Text for analysis:
Indra forbade him: ‘There’s only a slim chance you’ll get the stuff back, and there’s a greater risk of something happening to you.’ But Sarva felt too guilty, and too upset that his trust had been betrayed. Indra begged Deva to accompany Sarva, and when he refused, she decided to go along herself.

In Vavuniya, a town in a southerly section of the north, Indra and Sarva stayed at his schoolmate’s house. For days, they searched in vain for Thiru. Gradually, Indra began to regret coming; it had been rude to leave Deva’s new bride at home alone. When Sarva put Indra on a bus back to Nuwara Eliya, she made him promise to
stop his search in a week. On each of the next five days, he called Indra with nothing to report. On the seventh day, Sarva’s friend called. ‘Kutty is missing,’ he said, using Sarva’s school nickname. The friend had gone to the police, who guessed that Sarva might be at the LTTE base camp—that was where most missing boys were found in those days. The police couldn’t do much to help.

Indra rushed to Vavuniya with her youngest son, seventeen-year-old Carmel, in tow. From the bus stop, she went straight to the LTTE base and demanded to see her son. The men in the office were nonchalant; they had heard such parental demands a hundred times. They said they would check and asked her to return the next day. The following day, they sent her away again. This went on for a few days until Indra snapped. Before she could think about the consequences, she was sitting stubbornly on the red earth in front of the office gate, leaning on a wooden pole and abusing the Tigers. She asked every passer-by if he or she had seen Sarva, her son, an innocent boy these people had gobbled up. She cried openly, beating her chest, refusing to drink water or eat. When exhausted, she slept face down on the mud. Carmel stood by silently, protesting with his mother. Some people tried to give Indra some glucose or lemon juice, but she pushed it aside. Several Tiger members begged her to stop creating a scene, but to no avail. After almost two weeks, Mohan, a senior leader, came and sat next to her. ‘Your son came to us willingly,’ he said.

Supplied entries:

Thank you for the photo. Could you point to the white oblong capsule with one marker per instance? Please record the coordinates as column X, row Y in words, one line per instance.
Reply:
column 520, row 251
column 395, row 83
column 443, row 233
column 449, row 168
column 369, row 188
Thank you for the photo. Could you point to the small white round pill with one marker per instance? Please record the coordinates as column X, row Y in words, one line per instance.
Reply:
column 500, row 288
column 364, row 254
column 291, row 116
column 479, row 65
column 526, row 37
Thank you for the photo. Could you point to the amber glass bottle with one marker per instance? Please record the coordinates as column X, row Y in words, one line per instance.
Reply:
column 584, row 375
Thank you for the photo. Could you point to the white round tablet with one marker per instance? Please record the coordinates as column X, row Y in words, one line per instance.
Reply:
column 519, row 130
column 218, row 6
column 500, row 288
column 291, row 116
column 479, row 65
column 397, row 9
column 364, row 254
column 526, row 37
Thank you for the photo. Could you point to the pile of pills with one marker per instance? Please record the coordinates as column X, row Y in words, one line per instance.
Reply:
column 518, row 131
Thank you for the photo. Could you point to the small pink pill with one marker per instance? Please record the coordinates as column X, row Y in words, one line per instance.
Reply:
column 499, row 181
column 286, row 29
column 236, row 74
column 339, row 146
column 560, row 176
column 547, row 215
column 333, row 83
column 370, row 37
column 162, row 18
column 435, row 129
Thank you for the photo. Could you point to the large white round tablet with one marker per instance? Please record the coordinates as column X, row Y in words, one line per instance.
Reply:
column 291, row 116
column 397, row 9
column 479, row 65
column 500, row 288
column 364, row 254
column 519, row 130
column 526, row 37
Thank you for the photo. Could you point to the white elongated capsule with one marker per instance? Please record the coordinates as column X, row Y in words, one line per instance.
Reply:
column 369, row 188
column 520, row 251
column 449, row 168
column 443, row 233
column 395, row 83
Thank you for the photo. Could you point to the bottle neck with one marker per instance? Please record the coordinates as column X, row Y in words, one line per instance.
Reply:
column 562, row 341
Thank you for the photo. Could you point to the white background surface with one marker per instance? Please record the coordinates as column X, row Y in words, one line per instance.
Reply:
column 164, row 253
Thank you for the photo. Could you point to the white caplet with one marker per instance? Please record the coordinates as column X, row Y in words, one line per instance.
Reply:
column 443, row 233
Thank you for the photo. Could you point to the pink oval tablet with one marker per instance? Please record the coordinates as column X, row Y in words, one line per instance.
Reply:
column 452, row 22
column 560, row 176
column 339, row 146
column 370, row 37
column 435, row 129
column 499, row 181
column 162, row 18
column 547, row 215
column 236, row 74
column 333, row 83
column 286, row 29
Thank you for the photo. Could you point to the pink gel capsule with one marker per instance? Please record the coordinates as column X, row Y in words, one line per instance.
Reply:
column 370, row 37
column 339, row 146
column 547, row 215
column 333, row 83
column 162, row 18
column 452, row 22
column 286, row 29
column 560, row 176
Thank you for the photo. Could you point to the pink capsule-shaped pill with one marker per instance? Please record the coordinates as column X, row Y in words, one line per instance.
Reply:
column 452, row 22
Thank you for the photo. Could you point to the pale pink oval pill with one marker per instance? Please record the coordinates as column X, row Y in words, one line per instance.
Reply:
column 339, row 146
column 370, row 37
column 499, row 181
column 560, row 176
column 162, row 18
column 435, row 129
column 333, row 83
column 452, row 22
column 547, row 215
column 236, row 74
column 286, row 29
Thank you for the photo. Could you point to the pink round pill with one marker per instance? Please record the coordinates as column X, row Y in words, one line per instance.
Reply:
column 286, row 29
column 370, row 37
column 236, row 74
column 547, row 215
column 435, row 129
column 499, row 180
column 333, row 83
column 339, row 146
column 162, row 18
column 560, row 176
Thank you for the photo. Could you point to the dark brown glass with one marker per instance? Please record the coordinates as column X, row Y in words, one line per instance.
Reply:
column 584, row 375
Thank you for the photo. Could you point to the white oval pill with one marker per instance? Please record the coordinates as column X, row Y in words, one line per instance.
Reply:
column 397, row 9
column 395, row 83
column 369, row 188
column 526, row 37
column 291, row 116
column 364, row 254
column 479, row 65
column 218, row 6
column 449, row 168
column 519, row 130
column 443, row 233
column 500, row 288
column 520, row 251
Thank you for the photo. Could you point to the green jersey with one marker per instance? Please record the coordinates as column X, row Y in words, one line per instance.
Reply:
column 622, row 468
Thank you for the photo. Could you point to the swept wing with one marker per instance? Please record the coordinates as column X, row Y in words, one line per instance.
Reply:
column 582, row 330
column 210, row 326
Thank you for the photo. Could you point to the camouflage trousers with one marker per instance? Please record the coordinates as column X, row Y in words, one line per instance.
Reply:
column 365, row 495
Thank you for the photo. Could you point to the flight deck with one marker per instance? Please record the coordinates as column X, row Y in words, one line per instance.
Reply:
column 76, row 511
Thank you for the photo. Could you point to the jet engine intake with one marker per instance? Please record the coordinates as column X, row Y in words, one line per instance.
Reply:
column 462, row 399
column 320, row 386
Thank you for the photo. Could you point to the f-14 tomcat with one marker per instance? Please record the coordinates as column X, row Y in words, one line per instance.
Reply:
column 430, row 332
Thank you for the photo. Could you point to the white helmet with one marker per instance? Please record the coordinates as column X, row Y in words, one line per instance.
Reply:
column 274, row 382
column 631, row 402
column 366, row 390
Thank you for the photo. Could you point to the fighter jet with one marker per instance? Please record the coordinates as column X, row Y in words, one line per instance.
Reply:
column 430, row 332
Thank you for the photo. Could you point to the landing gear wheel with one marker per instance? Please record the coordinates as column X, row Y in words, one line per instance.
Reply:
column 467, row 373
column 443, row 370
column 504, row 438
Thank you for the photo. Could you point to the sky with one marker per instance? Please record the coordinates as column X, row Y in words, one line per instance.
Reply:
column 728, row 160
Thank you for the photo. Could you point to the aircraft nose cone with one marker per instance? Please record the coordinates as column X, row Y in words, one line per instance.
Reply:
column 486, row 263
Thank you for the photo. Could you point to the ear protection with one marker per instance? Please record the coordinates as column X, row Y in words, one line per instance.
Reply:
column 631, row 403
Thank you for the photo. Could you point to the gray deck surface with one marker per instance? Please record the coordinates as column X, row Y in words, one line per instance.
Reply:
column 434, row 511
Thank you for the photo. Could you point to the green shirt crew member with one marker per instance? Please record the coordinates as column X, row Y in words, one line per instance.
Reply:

Activity: Continue the account of Indra's search for her son Sarva, starting right after Mohan's words "Your son came to us willingly."

Reply:
‘Nonsense. I know my son,’ Indra shouted.

‘Stop telling everyone this is “forced recruitment”. Your son is the one who came looking for commander Paulraj.’

He spoke calmly, sure of himself, as if he knew Sarva better than Indra did. She had heard about the Tigers’ sense of entitlement, their blindness when a person refused to serve under them. She already despised Mohan and his indifference.

She said Sarva had not come to join the Tigers, but to find some stolen video equipment.

‘He was hungry, and we fed him. He was talking to some Tigers, maybe he changed his mind. Many young men do this, they want to serve their community.’

She did not care if Sarva changed his mind, she yelled, she did
not care if he joined willingly or by force. She wanted her son back in her house. ‘I will die if you don’t give me my son back,’ she swore.

Mohan sighed, saying that Sarva had already begun training in Kilinochchi. ‘There’s nothing you can do now.’

Straightaway Indra went to Kilinochchi, relaunching her hunger strike and public shaming at the camp office there. If Sarva had joined the Tigers voluntarily, she wanted news of her raving in the streets to reach him, to wreck his resolve. She wrote letters addressed to Sarva and asked young Tiger cadres to hand them to her son if they saw him. She wasn’t sure if any of the notes reached him because there was never a reply. Many families had suffered this way when their children were snatched from them. Indra had dreaded this catastrophe for years—every Tamil mother did—yet she could not believe that it had struck.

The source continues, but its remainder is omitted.